§ **Extrait du document**
============================================================

Par Léonard Ntakarutimana (1), Manassé Nimpagaritse (2), Olivier Basenya (3) et Bruno Meessen (4)

Dans ce billet de blog, nous nous essayons à produire un petit travail réflexif sur le walkshop comme dispositif d’intelligence collective. Outre ses résultats directs sur les thèmes débattus, l’expérience de Bujumbura confirme en effet que la technique du walkshop a un beau potentiel. Ce texte repose sur notre expérience d’organisateurs et de marcheurs. Il pourrait donc ne pas refléter le point de vue de tous les participants ni celui de l’INSP.

 Un walkshop, c’est d’abord des organisateurs dans un contexte donné

L’idée d’organiser un walkshop à Bujumbura a émergé des discussions entre nous quatre, dans la foulée, pourrait-on dire, de l’activité de Profondeville (à laquelle nous avions tous participé).

Nous nous connaissons depuis de nombreuses années. Par nos activités, une certaine complicité s’est installée. Nous savions aussi que nous pouvions couvrir les trois thèmes mis en discussion. Léonard Ntakarutimana est parasitologue et connaît bien les enjeux autour de la malaria au Burundi. Olivier est Médecin avec une formation en économie de la santé. Il travaille au sein de la Cellule Technique Nationale de Financement Basé sur la Performance (CT-FBP) et en connaît un bout sur cette politique. Manassé est doctorant en santé Publique à l’Université Catholique de Louvain, avec une attention particulière à la malnutrition infantile, qui est, avec la malaria, un des grands défis sanitaires du Burundi. Nous étions heureux d’organiser notre premier walkshop à la maison avec Bruno. Il connaît bien le système de santé de notre pays. Par ailleurs, Bruno était le concepteur du walkshop de Profondeville. L’avoir dans l’équipe, c’était la garantie de pouvoir profiter de son expérience et de ses idées.

============================================================

§ **Données**

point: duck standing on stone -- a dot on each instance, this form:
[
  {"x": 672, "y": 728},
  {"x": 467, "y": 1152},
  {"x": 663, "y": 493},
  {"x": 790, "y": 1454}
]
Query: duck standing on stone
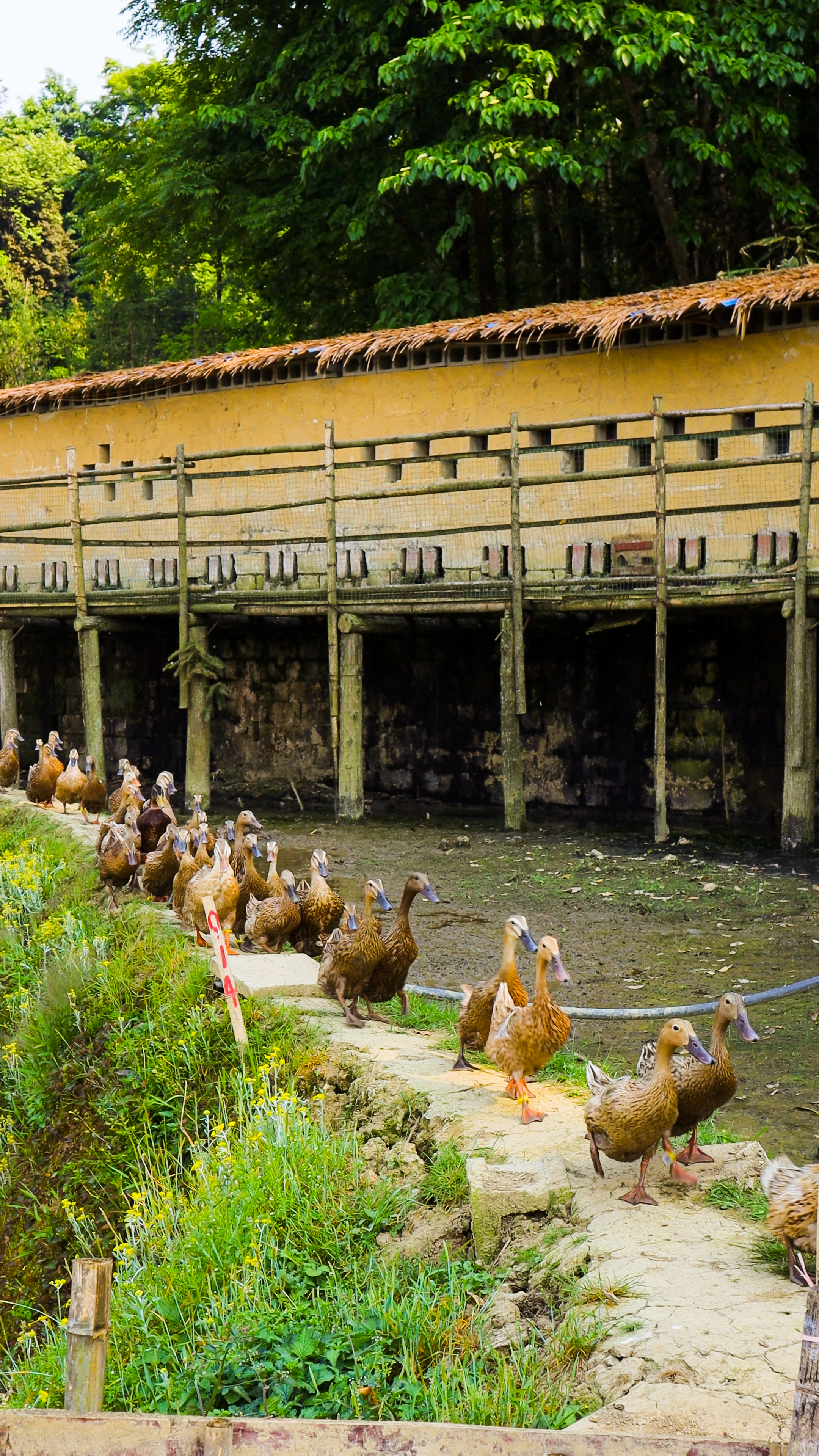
[
  {"x": 524, "y": 1039},
  {"x": 9, "y": 761},
  {"x": 629, "y": 1116},
  {"x": 475, "y": 1015}
]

============================================================

§ **Consignes**
1/ Traduisez en anglais la phrase suivante, tirée de l'extrait sur le walkshop de Bujumbura : « Nous savions aussi que nous pouvions couvrir les trois thèmes mis en discussion. »
2/ Reprenez l'extrait sur le walkshop de Bujumbura et poursuivez-le à partir de sa dernière phrase.

§ **Réponses finales**
1/ We also knew that we could cover the three topics under discussion.

2/
L’expérience de Profondeville avait montré que pour chaque thème, il est important d’avoir un facilitateur bien au fait du sujet. Nous avons donc décidé de retenir les thèmes que nous maitrisions : malaria, politique de financement de la santé et malnutrition. Nous savions que ces thèmes interpelleraient un grand nombre de nos collègues et amis burundais. Nous voulions lier ces thèmes, nous avons donc choisi la thématique générale de La santé des enfants du Burundi. Avec ce thème, nous voulions toucher les marcheurs non seulement en tant qu’experts, mais aussi comme pères et mères, toujours soucieux du meilleur pour leurs propres enfants. 

Briefing du facilitateur “nutrition”
Briefing du facilitateur “nutrition”

Le Burundi n’est pas la Belgique. Compte tenu de la persistance de préoccupations d’ordre sécuritaire, il nous est apparu important qu’un tel événement soit organisé par une institution publique. C’est ainsi que l’INSP a été identifié non seulement parce qu’il est concerné par la thématique générale de la santé des enfants en tant qu’institution de santé publique, mais aussi parce que deux des initiateurs du projet de deuxième walkshop travaillent au sein de cette institution. Nous profitons de l’occasion pour remercier le Directeur général de l’INSP pour avoir accepté de co-organiser cet événement et de participer individuellement au walkshop.

Enfin, un walkshop se fait un jour particulier. Notre choix s’était porté sur un vendredi: au Burundi, c’est en effet reconnu comme le jour de l’activité physique pour le personnel dans plusieurs administrations y compris celles relevant du Ministère de la Santé Publique et de la Lutte contre le SIDA.

 C’est ensuite des participants 

Comme pour le walkshop de Profondeville, nous avons recouru à la plateforme Collectivity pour organiser le recrutement des participants. Nous avons pu observer que certains candidats ont un peu peiné avec cette plateforme, mais nous restons convaincus que le gain à long terme pour eux est réel. Depuis, plusieurs se sont d’ailleurs dépêchés de rejoindre des communautés en ligne sur la plateforme.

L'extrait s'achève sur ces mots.